■ Set task:
Your task is to output all the records below, word for word.

(Named object pointing entries)
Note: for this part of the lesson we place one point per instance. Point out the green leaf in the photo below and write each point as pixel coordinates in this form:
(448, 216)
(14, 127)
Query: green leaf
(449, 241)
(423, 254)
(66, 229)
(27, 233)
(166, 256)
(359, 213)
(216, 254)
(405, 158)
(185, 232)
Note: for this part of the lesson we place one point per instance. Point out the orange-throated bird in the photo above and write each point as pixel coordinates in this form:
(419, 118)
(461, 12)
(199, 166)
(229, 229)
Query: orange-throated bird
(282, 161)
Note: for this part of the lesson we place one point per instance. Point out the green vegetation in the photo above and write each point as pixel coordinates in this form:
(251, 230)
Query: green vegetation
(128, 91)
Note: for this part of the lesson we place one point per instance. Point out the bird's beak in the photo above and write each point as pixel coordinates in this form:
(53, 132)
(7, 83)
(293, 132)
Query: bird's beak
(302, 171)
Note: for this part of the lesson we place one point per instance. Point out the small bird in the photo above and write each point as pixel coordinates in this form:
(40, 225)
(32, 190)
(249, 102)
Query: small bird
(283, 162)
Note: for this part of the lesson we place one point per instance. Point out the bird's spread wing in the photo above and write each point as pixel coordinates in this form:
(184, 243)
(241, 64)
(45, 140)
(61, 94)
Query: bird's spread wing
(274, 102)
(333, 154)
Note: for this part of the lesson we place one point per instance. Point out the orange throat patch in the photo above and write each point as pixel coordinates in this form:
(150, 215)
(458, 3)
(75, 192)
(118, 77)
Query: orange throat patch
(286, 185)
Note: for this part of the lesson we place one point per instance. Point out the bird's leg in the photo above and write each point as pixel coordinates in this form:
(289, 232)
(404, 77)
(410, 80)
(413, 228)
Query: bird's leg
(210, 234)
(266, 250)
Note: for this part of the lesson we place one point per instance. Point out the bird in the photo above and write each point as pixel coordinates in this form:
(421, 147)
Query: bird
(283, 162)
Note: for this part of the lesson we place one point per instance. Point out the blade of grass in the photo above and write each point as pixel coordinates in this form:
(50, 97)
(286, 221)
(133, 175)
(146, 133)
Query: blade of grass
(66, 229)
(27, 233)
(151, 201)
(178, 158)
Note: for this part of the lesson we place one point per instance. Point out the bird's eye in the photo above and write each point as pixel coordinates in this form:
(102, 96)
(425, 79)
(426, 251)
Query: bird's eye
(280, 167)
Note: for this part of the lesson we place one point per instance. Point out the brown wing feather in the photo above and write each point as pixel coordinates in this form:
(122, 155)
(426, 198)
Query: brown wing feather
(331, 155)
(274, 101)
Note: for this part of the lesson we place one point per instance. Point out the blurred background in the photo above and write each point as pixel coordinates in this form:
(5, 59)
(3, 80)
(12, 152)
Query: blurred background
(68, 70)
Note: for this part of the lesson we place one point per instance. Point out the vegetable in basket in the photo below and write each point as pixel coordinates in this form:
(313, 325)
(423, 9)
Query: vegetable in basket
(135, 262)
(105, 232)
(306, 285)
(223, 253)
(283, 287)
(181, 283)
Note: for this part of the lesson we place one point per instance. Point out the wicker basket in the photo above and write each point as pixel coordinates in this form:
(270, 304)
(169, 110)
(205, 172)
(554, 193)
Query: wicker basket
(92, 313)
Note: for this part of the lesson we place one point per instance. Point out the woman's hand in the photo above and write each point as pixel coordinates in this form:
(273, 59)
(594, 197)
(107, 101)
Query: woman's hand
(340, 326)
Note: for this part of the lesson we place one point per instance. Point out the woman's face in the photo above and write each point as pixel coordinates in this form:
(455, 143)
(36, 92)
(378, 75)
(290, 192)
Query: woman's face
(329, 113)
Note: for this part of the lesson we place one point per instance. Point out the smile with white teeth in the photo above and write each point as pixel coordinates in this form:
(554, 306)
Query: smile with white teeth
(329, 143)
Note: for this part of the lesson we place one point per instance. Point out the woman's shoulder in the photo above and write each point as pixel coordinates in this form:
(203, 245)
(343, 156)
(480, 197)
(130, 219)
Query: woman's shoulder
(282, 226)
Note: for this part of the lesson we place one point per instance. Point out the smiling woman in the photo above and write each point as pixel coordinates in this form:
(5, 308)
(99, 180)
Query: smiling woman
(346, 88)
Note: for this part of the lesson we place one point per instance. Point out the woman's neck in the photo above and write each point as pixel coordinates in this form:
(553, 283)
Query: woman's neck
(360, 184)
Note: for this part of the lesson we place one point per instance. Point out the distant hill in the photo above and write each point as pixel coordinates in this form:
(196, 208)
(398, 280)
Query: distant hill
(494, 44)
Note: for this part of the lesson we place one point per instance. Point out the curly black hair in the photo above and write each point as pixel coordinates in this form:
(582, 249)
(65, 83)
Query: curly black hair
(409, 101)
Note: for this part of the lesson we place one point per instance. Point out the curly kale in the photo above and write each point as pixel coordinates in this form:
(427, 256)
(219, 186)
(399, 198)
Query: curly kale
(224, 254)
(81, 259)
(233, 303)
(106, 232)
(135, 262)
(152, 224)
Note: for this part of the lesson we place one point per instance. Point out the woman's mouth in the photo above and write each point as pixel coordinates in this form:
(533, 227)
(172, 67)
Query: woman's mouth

■ Correct result:
Note: for this part of the lesson we place one point per instance. Point out the green leaf in the photo below and write each point as pixel coordinates in this form:
(448, 216)
(14, 127)
Query: green leaf
(449, 241)
(423, 254)
(66, 229)
(27, 233)
(166, 256)
(359, 213)
(216, 254)
(405, 158)
(185, 232)
Note: for this part of the lesson we place one point per instance. Point out the orange-throated bird in the photo above and write each point as pixel coordinates in this form:
(419, 118)
(461, 12)
(199, 166)
(229, 229)
Query: orange-throated bird
(282, 161)
Note: for this part of the lesson we place one point per instance. Point out the green vegetation in the photo above and write each point as pixel coordinates in this form:
(251, 230)
Query: green vegetation
(128, 91)
Note: for this part of the lesson we place one point per instance. Point out the bird's beak in the photo above and write each point as pixel coordinates in this form:
(53, 132)
(7, 83)
(293, 132)
Query: bird's beak
(302, 171)
Note: for this part of the lesson we place one point per instance. Point out the small bird in the photo above and write each point as pixel coordinates in this form:
(40, 225)
(32, 190)
(249, 102)
Query: small bird
(283, 162)
Note: for this part of the lesson we place one point per instance. Point out the bird's spread wing in the photo above and write each point as pixel coordinates in this form:
(184, 243)
(241, 64)
(45, 140)
(61, 94)
Query: bird's spread wing
(274, 102)
(333, 154)
Note: for this part of the lesson we place one point per instance. Point out the orange throat patch in the photo above and write each point as pixel coordinates in this form:
(150, 215)
(458, 3)
(75, 192)
(118, 77)
Query: orange throat patch
(286, 185)
Note: for this part of the lesson we place one point per instance. Point out the bird's leg in the photo above and write each point as pixel coordinates in this form:
(289, 232)
(404, 77)
(410, 80)
(413, 228)
Query: bird's leg
(210, 234)
(266, 250)
Note: for this part of the lesson we place one point per instance. Point out the bird in the photo above and write each point as pixel coordinates in this form:
(421, 147)
Query: bird
(283, 162)
Note: for this part of the lesson we place one point per instance. Point out the blade of grass in the photo above and write each point as pixel coordinates in this form:
(50, 97)
(286, 221)
(133, 175)
(146, 133)
Query: blade of grass
(66, 229)
(27, 233)
(151, 201)
(178, 158)
Note: for this part of the lesson we place one point per instance. Point out the bird's eye in the photo above and write each point as pixel coordinates in this form:
(102, 96)
(425, 79)
(426, 251)
Query: bird's eye
(280, 167)
Note: for this part of the lesson we place one point per instance. Point out the brown wing feather in the photo above and write each point as pixel coordinates in this form:
(122, 155)
(426, 198)
Query: brown wing feather
(331, 155)
(274, 101)
Note: for this part of the lesson we place one point per instance. Point out the blurred background in the photo above and write each point as pixel coordinates in this form:
(5, 59)
(3, 80)
(12, 152)
Query: blurred background
(68, 70)
Note: for this part of the lesson we place one point per instance. Point out the vegetable in basket in the photo below and write each point as pixel coordinates in this form:
(313, 325)
(423, 9)
Query: vegetable in basket
(135, 262)
(105, 232)
(306, 285)
(223, 253)
(283, 287)
(181, 283)
Note: for this part of the lesson we place one point per instance. Point out the wicker basket in the photo above and write each point as pixel coordinates in this form:
(270, 304)
(169, 110)
(205, 172)
(554, 193)
Query: wicker basket
(92, 313)
Note: for this part of the lesson we place one point per instance. Point out the woman's hand in the photo above and write each point as pixel coordinates in this form:
(273, 59)
(594, 197)
(107, 101)
Query: woman's hand
(340, 326)
Note: for this part of the lesson we place one point per instance. Point out the woman's face in the photo above and write each point as pixel coordinates in this form:
(455, 143)
(36, 92)
(378, 75)
(290, 192)
Query: woman's face
(329, 113)
Note: for this part of the lesson we place one point per instance. Point out the smile with white teeth in the photo above and write each point as pixel coordinates in this form:
(554, 306)
Query: smile with white teeth
(329, 143)
Note: for this part of the lesson we place one point per instance. Point out the woman's shoulder in the photo above and write each point as pixel coordinates in this form:
(203, 245)
(343, 156)
(480, 197)
(130, 219)
Query: woman's shoulder
(282, 226)
Note: for this part of the lesson we place one point per instance. Point out the smiling woman in the photo above and write each point as pixel coordinates in this form:
(5, 308)
(99, 180)
Query: smiling woman
(346, 88)
Note: for this part of the lesson we place one point per instance. Point out the woman's neck in the photo above and write each point as pixel coordinates in this form:
(553, 283)
Query: woman's neck
(360, 184)
Note: for this part of the lesson we place one point per instance. Point out the distant hill in the photo above and write each point as pixel coordinates in this form:
(196, 208)
(398, 280)
Query: distant hill
(494, 44)
Note: for this part of the lesson we place one point per instance. Point out the curly black hair in the photo above and write each point as pixel coordinates in this form:
(582, 249)
(65, 83)
Query: curly black hair
(409, 101)
Note: for this part of the lesson we place one point per instance. Point out the curly kale in the photo above and write each point as pixel coordinates in this form:
(427, 256)
(219, 186)
(399, 198)
Query: curly kale
(224, 254)
(81, 259)
(233, 303)
(106, 232)
(135, 262)
(152, 224)
Note: for this part of the lesson we place one point per instance. Point out the woman's mouth in the photo above and write each point as pixel coordinates in this form:
(533, 227)
(172, 67)
Query: woman's mouth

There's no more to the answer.